Problem statement
Repeat only the lines from the one holding "Shelf-audit tagging: put a marker on the woman's left" down to the last line of the listing below, including both of those lines.

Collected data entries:

:::::

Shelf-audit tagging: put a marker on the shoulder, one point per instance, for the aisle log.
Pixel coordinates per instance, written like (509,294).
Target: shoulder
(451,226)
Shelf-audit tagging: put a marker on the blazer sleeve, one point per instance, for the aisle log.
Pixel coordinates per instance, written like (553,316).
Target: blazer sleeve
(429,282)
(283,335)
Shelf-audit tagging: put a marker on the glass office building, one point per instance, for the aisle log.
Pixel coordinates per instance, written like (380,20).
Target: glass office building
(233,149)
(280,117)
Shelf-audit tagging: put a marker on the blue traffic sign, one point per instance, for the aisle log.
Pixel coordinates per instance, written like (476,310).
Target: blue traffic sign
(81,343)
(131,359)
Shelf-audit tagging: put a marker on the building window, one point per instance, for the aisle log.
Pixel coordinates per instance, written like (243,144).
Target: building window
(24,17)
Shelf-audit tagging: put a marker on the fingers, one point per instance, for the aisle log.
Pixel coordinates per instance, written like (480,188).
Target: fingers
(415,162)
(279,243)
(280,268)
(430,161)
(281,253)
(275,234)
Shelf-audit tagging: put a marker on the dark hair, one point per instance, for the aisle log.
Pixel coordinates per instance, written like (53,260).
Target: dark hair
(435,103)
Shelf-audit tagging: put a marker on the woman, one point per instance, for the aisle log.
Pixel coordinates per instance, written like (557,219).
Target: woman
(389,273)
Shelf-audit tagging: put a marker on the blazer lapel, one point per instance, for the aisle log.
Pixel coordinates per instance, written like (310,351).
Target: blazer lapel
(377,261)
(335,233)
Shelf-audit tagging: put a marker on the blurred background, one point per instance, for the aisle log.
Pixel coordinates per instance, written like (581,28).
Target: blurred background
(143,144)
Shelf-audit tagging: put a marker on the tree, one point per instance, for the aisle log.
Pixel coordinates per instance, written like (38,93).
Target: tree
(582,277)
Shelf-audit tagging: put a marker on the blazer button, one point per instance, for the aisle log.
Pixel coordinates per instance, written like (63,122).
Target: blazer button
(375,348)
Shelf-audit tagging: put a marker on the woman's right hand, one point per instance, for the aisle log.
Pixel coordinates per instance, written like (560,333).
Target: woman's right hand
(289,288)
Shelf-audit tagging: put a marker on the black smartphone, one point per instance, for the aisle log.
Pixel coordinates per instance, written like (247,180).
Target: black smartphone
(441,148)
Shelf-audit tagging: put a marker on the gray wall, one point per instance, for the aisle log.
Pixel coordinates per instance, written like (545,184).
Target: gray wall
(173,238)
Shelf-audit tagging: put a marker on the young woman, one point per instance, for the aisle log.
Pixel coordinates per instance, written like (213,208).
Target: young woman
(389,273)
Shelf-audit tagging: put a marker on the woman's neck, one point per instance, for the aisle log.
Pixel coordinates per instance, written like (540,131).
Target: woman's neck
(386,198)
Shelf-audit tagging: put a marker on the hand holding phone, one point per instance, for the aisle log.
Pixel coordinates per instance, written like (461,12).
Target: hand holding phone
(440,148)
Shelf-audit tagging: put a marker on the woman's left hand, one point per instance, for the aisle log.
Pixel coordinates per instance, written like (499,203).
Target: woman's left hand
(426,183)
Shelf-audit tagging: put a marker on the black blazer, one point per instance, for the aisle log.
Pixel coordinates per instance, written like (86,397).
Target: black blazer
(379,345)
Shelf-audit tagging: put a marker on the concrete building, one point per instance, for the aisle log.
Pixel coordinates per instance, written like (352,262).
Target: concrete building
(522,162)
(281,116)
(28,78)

:::::

Solution for this problem
Shelf-audit tagging: put a marker on the woman's left hand, one point per instance, for the aisle log.
Pixel coordinates per instance, written like (499,203).
Target: woman's left hand
(426,183)
Shelf-audit tagging: put a marker on the black blazer, one point per instance, for the aisle log.
Pixel coordinates per instance, written like (86,397).
Target: black blazer
(379,345)
Shelf-audit tagging: put a marker on the concrete building, one point per instance, for the aisle log.
Pixel coordinates per instance, written like (352,262).
Target: concrete building
(522,162)
(281,116)
(28,78)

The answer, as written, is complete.